▶ _ABOUT THIS EXERCISE_
Whenever the string "black" appears in a line below, please copy the line out.

>>>>

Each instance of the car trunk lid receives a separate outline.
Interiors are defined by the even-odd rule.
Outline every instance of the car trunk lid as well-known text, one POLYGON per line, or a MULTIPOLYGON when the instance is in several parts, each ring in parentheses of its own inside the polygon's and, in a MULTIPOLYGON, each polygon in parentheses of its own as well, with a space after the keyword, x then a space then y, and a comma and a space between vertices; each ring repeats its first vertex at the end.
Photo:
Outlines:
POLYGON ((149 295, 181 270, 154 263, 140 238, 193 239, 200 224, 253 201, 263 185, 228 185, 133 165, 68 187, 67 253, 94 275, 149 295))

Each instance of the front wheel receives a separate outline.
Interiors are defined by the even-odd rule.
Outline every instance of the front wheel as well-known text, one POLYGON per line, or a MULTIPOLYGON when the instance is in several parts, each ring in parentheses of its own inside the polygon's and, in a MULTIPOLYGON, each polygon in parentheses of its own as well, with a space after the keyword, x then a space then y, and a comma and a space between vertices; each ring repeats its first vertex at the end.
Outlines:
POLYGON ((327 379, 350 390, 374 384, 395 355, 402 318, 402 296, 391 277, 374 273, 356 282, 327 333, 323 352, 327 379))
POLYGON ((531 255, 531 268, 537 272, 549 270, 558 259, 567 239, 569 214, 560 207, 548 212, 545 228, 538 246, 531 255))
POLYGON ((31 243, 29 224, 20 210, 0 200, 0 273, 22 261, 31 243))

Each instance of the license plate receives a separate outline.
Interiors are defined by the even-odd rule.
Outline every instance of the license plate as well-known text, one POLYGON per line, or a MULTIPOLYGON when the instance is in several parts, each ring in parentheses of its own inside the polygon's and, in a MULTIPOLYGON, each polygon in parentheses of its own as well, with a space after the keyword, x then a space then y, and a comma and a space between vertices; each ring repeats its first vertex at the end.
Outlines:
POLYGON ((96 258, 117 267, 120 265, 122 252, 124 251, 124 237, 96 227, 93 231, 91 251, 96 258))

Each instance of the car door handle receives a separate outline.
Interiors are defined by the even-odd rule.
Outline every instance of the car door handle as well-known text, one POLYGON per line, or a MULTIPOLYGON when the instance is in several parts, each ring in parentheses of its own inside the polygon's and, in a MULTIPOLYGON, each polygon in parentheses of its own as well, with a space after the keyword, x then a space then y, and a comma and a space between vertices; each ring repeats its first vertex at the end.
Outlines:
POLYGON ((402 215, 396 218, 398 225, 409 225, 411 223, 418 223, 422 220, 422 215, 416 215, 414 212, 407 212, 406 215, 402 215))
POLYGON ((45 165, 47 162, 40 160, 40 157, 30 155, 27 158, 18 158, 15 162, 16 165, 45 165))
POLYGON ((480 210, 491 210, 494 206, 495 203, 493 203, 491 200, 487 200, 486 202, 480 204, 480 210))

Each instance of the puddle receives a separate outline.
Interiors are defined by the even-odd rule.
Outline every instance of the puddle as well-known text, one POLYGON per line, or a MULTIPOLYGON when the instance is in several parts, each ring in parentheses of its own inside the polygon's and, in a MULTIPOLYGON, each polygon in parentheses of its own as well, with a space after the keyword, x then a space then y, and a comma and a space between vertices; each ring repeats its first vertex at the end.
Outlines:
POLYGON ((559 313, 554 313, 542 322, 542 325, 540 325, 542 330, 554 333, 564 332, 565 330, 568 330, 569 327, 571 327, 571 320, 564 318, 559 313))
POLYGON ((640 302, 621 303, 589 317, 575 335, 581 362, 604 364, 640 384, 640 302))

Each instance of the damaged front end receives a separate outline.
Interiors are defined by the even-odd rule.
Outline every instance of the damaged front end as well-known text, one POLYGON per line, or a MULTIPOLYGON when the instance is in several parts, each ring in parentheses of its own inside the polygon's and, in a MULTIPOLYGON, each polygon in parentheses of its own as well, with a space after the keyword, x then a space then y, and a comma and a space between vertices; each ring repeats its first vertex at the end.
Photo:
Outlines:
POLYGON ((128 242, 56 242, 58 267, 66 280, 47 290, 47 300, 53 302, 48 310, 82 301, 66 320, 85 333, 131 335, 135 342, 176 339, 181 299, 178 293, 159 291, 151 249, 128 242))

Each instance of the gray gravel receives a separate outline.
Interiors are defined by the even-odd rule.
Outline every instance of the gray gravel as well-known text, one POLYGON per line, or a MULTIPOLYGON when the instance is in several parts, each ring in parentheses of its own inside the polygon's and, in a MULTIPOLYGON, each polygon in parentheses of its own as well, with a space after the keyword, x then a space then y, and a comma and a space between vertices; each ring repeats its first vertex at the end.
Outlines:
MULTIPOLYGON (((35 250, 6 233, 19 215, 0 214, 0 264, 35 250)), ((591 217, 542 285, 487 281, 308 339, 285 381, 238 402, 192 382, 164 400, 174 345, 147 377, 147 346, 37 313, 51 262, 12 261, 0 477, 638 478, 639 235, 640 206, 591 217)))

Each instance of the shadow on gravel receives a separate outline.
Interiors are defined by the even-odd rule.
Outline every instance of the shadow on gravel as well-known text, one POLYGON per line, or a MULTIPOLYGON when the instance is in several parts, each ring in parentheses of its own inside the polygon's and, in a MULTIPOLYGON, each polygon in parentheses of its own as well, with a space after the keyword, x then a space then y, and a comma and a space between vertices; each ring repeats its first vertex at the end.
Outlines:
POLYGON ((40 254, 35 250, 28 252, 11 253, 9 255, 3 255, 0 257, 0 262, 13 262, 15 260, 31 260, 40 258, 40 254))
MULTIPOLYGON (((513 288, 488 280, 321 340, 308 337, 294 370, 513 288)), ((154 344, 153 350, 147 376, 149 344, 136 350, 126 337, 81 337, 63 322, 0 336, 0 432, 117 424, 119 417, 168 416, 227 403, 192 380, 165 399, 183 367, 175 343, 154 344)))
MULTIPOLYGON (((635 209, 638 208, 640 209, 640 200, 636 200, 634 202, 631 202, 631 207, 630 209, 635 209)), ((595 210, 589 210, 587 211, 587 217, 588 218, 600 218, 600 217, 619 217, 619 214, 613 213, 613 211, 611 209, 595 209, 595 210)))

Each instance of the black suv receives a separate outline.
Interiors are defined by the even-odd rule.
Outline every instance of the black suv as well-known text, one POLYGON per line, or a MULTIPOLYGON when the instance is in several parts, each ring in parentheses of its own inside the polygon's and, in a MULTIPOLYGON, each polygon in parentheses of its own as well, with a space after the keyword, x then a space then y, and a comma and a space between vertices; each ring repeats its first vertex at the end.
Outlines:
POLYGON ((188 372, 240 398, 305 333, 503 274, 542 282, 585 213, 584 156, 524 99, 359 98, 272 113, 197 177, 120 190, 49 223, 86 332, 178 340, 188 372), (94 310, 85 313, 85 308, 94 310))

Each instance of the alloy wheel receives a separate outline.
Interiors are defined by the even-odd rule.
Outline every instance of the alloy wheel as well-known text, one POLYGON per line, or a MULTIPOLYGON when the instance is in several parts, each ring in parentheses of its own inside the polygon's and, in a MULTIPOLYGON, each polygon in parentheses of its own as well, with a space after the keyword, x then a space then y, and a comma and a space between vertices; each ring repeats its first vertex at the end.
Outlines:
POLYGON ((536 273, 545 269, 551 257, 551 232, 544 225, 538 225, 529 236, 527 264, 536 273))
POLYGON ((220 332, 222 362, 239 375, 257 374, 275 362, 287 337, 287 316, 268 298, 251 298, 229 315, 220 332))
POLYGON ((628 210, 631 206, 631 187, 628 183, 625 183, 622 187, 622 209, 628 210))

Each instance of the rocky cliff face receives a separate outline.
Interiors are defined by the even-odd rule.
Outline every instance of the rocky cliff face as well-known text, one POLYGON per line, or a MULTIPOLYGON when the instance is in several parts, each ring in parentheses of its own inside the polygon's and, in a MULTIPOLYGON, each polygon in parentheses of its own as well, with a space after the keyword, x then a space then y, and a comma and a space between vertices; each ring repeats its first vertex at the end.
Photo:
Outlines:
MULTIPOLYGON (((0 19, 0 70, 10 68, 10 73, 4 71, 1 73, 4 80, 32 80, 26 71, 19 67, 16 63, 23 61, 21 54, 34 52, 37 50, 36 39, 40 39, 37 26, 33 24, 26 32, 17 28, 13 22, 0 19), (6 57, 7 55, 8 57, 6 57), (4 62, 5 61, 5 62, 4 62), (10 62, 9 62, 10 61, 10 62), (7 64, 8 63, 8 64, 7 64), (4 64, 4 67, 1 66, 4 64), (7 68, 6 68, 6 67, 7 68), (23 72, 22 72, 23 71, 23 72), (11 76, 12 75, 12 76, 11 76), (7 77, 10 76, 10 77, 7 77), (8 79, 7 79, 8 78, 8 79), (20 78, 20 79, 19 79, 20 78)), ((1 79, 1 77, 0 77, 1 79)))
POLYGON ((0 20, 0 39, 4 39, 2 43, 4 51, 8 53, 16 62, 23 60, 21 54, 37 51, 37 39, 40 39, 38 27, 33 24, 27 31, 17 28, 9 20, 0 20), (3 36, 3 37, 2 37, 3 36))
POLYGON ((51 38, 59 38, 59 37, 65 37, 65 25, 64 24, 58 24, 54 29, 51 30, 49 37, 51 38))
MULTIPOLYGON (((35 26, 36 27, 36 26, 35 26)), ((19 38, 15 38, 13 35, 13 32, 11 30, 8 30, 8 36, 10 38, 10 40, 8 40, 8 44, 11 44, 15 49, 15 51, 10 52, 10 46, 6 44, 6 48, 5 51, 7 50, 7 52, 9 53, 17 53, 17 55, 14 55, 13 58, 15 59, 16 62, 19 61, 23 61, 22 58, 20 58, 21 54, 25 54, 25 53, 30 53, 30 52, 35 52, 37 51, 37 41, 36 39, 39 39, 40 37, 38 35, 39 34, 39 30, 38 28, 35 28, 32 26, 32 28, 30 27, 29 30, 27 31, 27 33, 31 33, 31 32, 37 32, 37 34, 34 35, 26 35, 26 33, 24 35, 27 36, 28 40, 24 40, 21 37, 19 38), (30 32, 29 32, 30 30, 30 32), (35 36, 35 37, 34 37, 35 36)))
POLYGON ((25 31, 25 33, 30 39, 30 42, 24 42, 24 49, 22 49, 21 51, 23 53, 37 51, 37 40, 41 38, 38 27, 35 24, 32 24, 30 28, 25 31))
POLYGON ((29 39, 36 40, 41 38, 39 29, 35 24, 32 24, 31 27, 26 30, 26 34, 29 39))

<<<<

▶ _RESULT OF THE EXERCISE_
Each instance of the black suv receives a separate outline.
Outline every instance of the black suv as well-known text, one POLYGON per line, or a MULTIPOLYGON when the instance is in several parts, each ring in parentheses of its own inside the polygon's and, in a MULTIPOLYGON, each polygon in parentheses of its own as well, with a space after the keyword, x then a space then y, and a comma and a space between vertices; each ring repeats its first vertex at the end.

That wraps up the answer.